------ DATA EXTRACTS ------

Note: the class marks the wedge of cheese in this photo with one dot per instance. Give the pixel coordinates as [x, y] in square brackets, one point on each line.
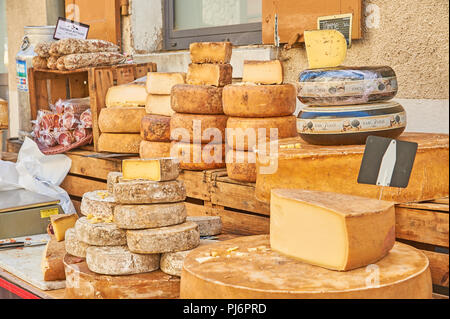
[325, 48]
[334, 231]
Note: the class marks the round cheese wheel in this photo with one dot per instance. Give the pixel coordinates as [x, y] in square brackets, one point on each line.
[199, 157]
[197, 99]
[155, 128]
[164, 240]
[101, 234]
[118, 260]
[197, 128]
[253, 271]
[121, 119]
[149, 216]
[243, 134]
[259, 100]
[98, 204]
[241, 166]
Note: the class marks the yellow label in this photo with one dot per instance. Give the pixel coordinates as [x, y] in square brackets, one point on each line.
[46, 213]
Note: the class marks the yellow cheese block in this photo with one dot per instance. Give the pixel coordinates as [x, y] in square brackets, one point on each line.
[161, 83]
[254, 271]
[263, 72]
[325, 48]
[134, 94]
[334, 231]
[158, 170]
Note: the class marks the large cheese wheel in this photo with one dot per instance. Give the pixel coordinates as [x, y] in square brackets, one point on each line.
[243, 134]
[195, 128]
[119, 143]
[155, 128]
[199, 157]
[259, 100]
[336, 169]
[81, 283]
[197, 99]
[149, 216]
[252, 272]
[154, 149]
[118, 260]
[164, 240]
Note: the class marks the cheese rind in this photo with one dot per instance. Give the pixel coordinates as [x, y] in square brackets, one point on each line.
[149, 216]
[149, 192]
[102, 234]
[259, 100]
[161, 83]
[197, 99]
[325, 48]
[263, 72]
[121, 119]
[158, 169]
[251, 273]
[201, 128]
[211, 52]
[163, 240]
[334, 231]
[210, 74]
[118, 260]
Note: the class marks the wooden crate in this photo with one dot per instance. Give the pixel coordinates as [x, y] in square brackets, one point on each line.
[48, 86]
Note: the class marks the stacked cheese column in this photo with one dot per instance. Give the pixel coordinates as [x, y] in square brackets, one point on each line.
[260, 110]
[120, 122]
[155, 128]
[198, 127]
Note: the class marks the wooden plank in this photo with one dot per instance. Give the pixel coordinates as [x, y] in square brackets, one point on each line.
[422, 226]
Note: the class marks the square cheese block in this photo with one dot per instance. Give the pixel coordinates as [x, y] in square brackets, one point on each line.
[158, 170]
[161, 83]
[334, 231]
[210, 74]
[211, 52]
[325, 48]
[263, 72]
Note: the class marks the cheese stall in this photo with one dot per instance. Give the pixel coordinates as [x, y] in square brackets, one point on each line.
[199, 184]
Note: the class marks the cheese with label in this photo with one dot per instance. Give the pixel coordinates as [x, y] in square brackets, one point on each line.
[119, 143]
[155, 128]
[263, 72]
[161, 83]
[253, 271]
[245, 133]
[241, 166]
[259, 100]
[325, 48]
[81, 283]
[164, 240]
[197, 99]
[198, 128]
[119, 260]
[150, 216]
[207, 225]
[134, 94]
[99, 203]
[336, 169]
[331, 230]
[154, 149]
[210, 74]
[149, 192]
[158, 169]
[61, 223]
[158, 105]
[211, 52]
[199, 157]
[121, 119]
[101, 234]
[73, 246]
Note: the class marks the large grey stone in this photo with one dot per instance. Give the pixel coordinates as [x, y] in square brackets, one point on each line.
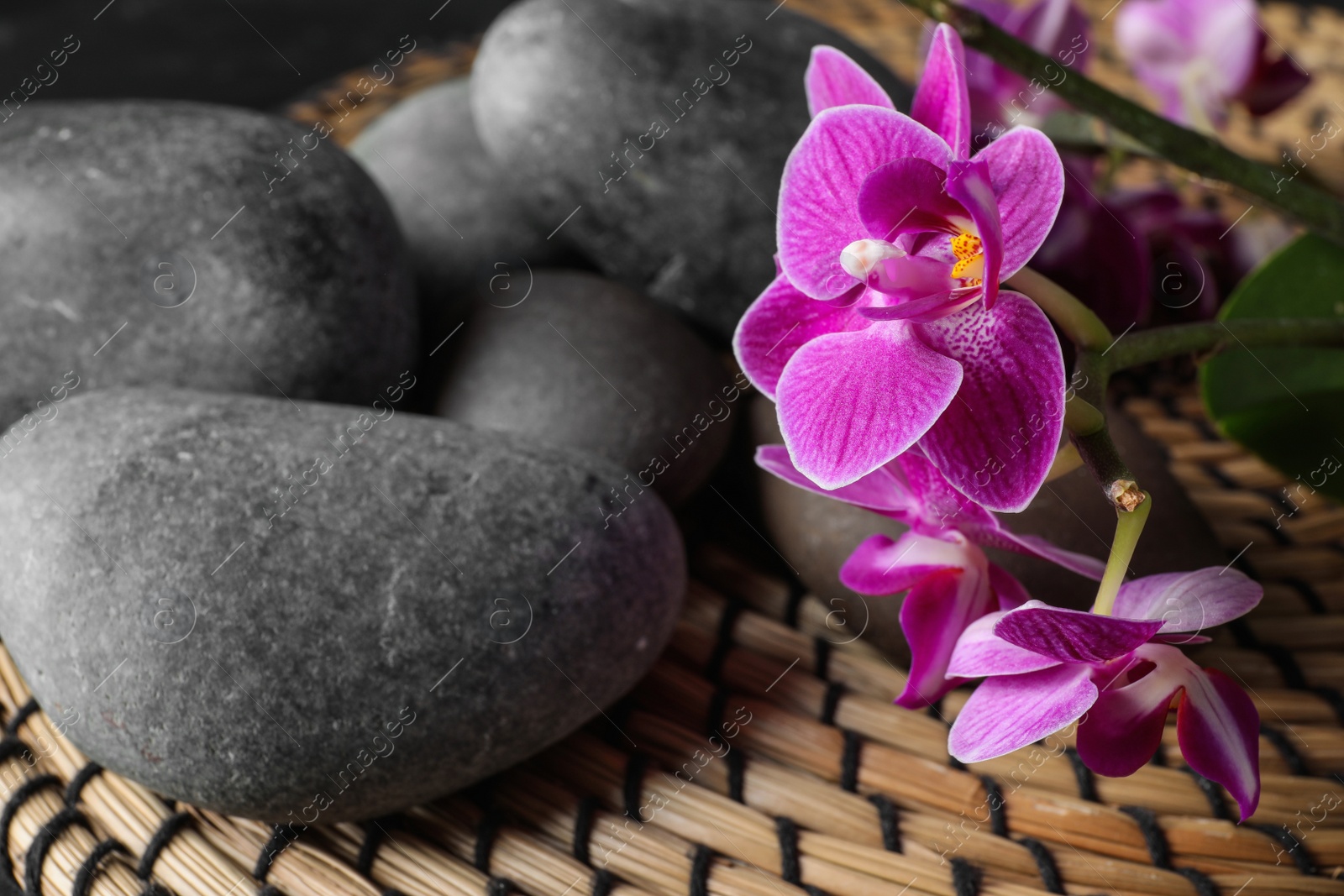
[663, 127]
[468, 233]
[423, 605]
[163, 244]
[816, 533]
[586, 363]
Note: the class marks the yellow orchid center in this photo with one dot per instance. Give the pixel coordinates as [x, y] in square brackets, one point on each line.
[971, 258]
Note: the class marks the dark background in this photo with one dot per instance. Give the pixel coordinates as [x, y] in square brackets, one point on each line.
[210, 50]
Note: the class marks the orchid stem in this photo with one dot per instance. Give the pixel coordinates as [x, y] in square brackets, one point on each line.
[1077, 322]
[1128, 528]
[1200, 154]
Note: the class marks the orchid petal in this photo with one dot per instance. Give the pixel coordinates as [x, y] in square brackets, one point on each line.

------
------ DATA EXTRACTS ------

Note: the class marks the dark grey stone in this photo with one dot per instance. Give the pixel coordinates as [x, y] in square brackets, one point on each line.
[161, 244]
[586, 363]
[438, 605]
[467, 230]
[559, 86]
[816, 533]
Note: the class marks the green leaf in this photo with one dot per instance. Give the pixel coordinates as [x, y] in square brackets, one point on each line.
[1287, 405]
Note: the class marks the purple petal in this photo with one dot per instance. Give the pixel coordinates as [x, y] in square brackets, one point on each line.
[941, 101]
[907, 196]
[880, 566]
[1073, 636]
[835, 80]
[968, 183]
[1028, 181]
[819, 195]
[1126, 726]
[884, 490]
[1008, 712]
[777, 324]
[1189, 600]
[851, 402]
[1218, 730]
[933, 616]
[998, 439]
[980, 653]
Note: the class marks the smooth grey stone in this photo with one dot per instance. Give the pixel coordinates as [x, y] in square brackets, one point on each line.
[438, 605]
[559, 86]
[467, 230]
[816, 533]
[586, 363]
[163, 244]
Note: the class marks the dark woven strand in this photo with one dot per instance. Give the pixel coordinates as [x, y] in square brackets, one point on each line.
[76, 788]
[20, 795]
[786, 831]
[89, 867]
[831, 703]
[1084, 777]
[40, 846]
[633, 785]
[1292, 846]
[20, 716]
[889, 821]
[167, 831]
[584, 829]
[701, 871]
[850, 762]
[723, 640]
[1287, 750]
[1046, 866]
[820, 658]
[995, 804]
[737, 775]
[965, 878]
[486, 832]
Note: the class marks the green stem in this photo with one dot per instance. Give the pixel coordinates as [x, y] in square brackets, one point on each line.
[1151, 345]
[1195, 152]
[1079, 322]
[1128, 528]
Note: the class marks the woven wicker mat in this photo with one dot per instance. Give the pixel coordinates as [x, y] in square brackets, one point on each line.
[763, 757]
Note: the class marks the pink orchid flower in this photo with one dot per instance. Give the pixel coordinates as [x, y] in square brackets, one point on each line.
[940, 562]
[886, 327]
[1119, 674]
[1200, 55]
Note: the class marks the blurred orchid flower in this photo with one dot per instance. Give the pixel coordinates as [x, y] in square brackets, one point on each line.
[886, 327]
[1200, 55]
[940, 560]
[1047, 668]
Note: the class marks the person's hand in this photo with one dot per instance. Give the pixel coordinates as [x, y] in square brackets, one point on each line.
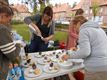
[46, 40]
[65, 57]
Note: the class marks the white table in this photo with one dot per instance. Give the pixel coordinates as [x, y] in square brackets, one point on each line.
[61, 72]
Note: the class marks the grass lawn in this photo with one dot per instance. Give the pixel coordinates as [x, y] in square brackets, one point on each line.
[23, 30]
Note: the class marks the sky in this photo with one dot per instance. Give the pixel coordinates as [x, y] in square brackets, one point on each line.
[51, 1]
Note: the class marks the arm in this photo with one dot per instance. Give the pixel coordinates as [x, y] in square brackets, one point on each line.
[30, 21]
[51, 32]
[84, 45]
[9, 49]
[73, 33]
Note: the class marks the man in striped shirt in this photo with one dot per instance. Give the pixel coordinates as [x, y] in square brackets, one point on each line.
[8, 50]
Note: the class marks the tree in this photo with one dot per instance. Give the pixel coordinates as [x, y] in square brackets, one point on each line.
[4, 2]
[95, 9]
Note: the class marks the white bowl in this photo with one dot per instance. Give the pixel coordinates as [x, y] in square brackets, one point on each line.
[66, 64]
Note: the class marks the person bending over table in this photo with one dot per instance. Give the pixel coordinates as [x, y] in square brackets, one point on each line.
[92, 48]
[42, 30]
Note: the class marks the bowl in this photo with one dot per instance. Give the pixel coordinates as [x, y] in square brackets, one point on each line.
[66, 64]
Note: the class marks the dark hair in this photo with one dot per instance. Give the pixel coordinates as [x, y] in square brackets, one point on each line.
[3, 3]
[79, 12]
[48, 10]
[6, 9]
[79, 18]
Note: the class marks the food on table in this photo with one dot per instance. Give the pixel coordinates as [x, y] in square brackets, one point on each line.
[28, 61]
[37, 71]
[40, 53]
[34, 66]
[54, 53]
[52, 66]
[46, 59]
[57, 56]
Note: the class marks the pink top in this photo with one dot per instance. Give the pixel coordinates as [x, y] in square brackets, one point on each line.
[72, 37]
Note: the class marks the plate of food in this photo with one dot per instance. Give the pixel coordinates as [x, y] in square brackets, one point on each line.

------

● **PROBLEM REQUIREMENTS**: Write out exactly the lines above from the line with "Note: the class marks the orchid stem" through the line with "Note: the class marks the orchid petal", both of them included, and leave out all other lines.

● **TASK ANSWER**:
Note: the class marks the orchid stem in this photo with one dot per instance. Give the pixel coordinates as [x, y] in square brackets, one point on each line.
[1077, 322]
[1128, 528]
[1200, 154]
Note: the class marks the orchid petal in this photo with one dot per instance. Give the pixel coordinates as [x, y] in square brackets, one point on each line.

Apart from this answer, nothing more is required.